**Task details:**
In the Sweeney Todd review below, who directed the production at the Mertz Theatre?

**Selected excerpt:**
* * *

As with parents and their children, critics really shouldn’t have favorites when it comes to the shows they see. But I admit it: Sweeney Todd, which just opened at Asolo Rep, is one of mine.
It’s just a pretty perfect and unique combination of so many things. There’s the setting: grimy, foggy, Victorian-era London. There are the characters: archetypes springing from penny dreadful tales that yet somehow take shape as real human beings. There’s the music: some of Stephen Sondheim’s best ever, surely; and there’s the story, which can move from the comic to the tragic to the horrific in seconds and sometimes be all three at once.
For these reasons, and also perhaps through good luck, I’ve never seen a less than successful production of the show. And the one onstage at the Mertz Theatre, under the direction of Peter Rothstein, who also helmed last year’s Ragtime there, does not break the chain.
As he did with Ragtime, Rothstein focuses the show in a more intimate than spectacular way, with fewer cast members and musicians, allowing most actors to double roles as citizens of London when it’s called for. When the curtain went up on opening night, I was at first concerned that the dramatic power of the mood-setting “The Ballad of Sweeney Todd” was diminished due to fewer voices, and the zombielike movements of the actors took me aback. Perhaps the audience was still settling in, and viewer concentration, too.
But those concerns were swiftly put aside. Once Sweeney (Allen Fitzpatrick), the former barber Benjamin Barker (say that three times fast), rises up in vengeful mode, the story moves enthrallingly and inexorably along.

* * *

**Data:**
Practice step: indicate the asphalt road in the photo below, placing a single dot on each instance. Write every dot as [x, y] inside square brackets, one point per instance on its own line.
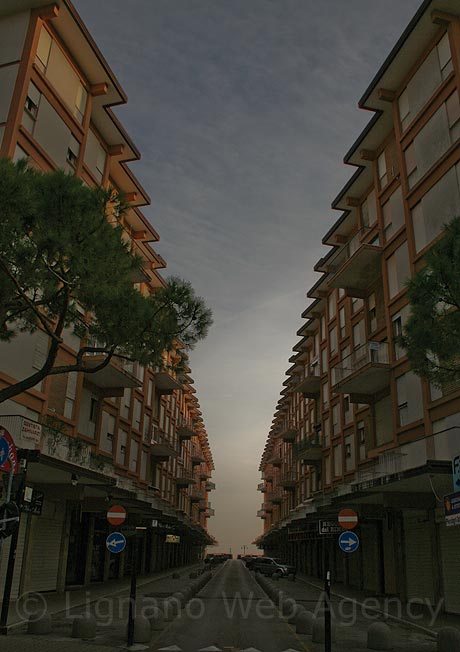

* * *

**Exercise output:**
Peter Rothstein